● PROBLEM REQUIREMENTS: Transcribe the records below from the first line to the line that includes "Teacher note: indicate the eye", inclusive, and omit the pictures.

——————

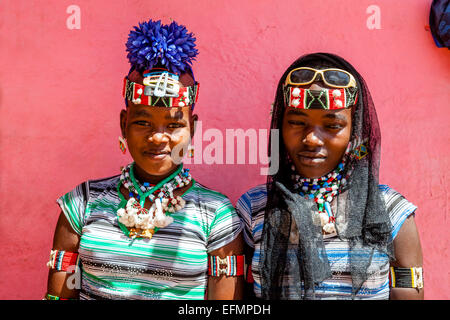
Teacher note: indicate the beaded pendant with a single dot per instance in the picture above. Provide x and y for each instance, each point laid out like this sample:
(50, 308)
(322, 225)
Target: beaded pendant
(136, 220)
(322, 190)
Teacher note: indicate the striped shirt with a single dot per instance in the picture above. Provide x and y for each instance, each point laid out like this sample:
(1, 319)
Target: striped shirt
(251, 208)
(173, 264)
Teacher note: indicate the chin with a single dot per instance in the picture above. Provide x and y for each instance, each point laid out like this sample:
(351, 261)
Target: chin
(158, 168)
(312, 172)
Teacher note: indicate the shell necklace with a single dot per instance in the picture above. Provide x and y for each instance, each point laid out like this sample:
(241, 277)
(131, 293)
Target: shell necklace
(137, 221)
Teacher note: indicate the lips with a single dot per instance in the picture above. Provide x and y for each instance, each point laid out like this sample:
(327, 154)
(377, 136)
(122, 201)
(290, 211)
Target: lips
(309, 158)
(156, 154)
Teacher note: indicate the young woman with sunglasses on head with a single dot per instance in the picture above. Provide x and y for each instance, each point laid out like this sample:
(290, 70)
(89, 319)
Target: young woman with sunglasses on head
(151, 232)
(322, 227)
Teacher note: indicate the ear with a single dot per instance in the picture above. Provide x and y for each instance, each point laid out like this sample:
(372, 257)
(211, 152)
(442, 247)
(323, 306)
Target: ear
(123, 122)
(193, 120)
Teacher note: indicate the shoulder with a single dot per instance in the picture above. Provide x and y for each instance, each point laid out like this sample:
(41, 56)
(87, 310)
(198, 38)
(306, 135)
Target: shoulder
(207, 197)
(398, 207)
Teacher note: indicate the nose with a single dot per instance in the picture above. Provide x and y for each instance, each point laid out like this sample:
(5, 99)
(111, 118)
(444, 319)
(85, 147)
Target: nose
(313, 139)
(158, 138)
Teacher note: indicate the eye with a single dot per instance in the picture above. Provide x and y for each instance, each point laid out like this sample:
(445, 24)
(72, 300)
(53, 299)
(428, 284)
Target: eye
(296, 123)
(335, 126)
(175, 125)
(143, 123)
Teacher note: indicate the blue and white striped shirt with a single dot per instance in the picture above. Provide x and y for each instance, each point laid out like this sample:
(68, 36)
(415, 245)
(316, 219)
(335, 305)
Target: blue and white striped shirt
(251, 208)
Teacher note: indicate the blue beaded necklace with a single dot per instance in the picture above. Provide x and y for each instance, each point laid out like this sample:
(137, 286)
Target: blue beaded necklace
(322, 190)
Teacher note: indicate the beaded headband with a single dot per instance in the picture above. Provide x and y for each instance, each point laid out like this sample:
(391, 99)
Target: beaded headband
(164, 97)
(327, 99)
(161, 53)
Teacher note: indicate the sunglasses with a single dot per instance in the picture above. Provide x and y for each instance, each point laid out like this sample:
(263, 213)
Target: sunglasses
(335, 78)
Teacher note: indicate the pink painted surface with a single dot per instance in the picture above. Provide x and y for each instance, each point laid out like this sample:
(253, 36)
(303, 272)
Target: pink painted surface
(60, 98)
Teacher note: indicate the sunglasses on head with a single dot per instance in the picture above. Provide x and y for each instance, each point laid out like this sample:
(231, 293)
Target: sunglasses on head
(332, 77)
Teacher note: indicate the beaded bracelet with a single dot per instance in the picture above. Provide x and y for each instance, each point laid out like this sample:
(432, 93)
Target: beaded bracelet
(406, 277)
(230, 266)
(62, 260)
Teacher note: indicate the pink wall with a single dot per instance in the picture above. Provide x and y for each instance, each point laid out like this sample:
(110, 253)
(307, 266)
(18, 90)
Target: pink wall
(60, 97)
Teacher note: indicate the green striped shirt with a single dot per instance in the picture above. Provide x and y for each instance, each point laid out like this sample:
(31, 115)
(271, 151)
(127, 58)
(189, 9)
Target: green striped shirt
(172, 264)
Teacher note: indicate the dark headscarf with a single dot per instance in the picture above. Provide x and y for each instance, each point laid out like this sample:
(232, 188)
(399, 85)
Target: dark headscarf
(288, 216)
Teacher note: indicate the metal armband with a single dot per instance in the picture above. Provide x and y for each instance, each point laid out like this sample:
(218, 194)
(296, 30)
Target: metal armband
(230, 266)
(406, 277)
(63, 261)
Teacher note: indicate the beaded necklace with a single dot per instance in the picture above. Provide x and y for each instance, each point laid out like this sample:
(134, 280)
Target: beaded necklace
(137, 221)
(323, 190)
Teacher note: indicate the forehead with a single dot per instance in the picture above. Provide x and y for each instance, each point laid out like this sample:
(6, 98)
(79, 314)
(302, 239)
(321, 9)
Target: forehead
(345, 114)
(185, 79)
(176, 113)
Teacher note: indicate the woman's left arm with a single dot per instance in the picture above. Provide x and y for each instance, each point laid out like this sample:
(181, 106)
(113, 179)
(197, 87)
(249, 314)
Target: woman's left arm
(227, 287)
(408, 254)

——————

● WRITTEN ANSWER:
Teacher note: indicate the beaded pendant with a single dot per instance in the picture above. Provide x and y for each instance, each point laid out like this sample:
(50, 308)
(322, 225)
Target: beaded pendant
(136, 220)
(322, 190)
Teacher note: indicate the striped shirt with a single dot per instance in the picture above. Provide x and y for each instance, each point laid out like this sample:
(1, 319)
Target: striped shirt
(251, 208)
(173, 264)
Teacher note: indicate the chin with a single dot per instance in the picture above. Provide x and y for each instance, each point laid out like this sample:
(351, 261)
Target: chin
(158, 168)
(312, 172)
Teacher note: indicate the shell necklace with a single dot per instance in the picture above. Provide x and y for each instance, each point laid out like this sample:
(241, 277)
(131, 293)
Target: shell necklace
(137, 221)
Teacher note: indicate the lips with a single dot per instance in the picture above. Provide x and y for each instance, each point laid out like this sample:
(327, 154)
(377, 136)
(122, 201)
(290, 211)
Target: lips
(309, 158)
(156, 154)
Teacher note: indicate the young woman with sunglasses on head with a single dot per instance in the picture above. Provide x and y for each instance, each point laid out like this sample:
(290, 70)
(89, 319)
Target: young woman with sunglasses on head
(151, 232)
(322, 227)
Teacher note: indicate the ear with a single dot per instance in the picture above. Provide x and y for each instance, each point laid out like this sample:
(372, 257)
(211, 152)
(442, 247)
(323, 306)
Target: ear
(123, 122)
(193, 120)
Teacher note: indicate the shoulder with a single dot per instance in the picture above. Provide x and y for each instance, each point laid out like this sample:
(41, 56)
(87, 310)
(198, 38)
(306, 135)
Target: shoulder
(207, 197)
(398, 207)
Teacher note: indicate the nose with a single dot per instance in the picture above. Provide x and y for each instance, each point laid out like this sample:
(5, 99)
(111, 118)
(444, 319)
(85, 147)
Target: nose
(313, 139)
(158, 138)
Teacher note: indicate the eye with a single dot per instance in the picture above. Provide x and y for each instance, each point laid out like this sample:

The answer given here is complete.